Task statement - In the article below about the Keck grant for X cell research, which institutions are named as collaborators of the Johns Hopkins research team?

Page extract -
▬▬▬▬▬▬▬▬▬▬

Researchers from Johns Hopkins School of Medicine in the USA led by Dr. Abdel Rahim Hamad have won a prestigious $1 million grant award from The W.M. Keck Foundation of Los Angeles in the USA. The Hopkins team is one of only five research teams in the USA who have won this award in July 2019. The three-year grant will be used to; (1) Define the identity of the X cell, which is a new lymphocyte that is a hybrid between the B and T cells. (2) Analyze their role in the pathogenesis of type 1 diabetes, which is an autoimmune disease that strikes early in life and destroys beta cells of islets Langerhans, the only source of insulin in the body. There is no cure for type 1 diabetes and patients depend on insulin replacement therapy for survival.

Discovery of X cells was very surprising to scientists in the field of immunology as it has long been thought that T cell and B cells are the only cell types of the adaptive immune cells. The discovery of X cells thus opens new areas of research particularly in the field of autoimmunity and lays the foundation for answering key questions that have been elusive for understanding using current paradigms.

The W.M. Keck Foundation was established in 1954 by William Myron Keck, founder of the Superior Oil Company, with the goal of generating far-reaching benefits for humanity. The program seeks to fund high-risk/high-impact work by researchers with the potential to lay the groundwork for new paradigms, technologies, and discoveries that will save lives, provide innovative solutions and add to our collective understanding of the world. To make grant determinations, the Foundation relies upon a wide range of input, including assessments by its professional staff, site visits (where appropriate), peer reviews, the latest available scientific information, and presentations by experts in scientific, medical and health and human service fields. Usually top universities in USA are invited to nominate three researchers for the award. Universities select three strong proposals from a pool of internal competitors and then Keck foundation selects one application for a final phase of the national competition. Selected applicants and their respective teams give presentations to the Keck award committee which then selects and recommends top applicants to the board of trustees who select winners.

The Johns Hopkins research team includes collaborators from Harvard University, Columbia University, IBM, Des Moines University and University of Colorado.

▬▬▬▬▬▬▬▬▬▬

Entries supplied -

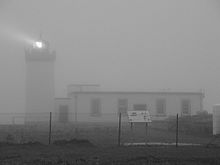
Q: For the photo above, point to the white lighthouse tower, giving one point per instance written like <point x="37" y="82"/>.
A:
<point x="39" y="81"/>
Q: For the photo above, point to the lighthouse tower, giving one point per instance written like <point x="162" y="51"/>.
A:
<point x="39" y="81"/>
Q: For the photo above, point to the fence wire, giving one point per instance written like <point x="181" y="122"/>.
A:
<point x="102" y="130"/>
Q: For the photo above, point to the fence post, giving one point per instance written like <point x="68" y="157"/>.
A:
<point x="177" y="129"/>
<point x="50" y="127"/>
<point x="119" y="130"/>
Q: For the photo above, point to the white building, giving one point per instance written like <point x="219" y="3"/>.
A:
<point x="105" y="105"/>
<point x="87" y="102"/>
<point x="39" y="81"/>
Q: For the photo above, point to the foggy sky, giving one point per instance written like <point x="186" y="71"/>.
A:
<point x="120" y="44"/>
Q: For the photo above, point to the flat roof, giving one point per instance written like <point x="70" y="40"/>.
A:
<point x="137" y="92"/>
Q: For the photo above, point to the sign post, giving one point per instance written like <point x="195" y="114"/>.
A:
<point x="139" y="117"/>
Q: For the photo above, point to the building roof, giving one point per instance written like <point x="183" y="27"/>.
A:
<point x="139" y="92"/>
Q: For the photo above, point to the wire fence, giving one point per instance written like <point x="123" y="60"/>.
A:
<point x="107" y="129"/>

▬▬▬▬▬▬▬▬▬▬

Exercise solution - Harvard University, Columbia University, IBM, Des Moines University and University of Colorado.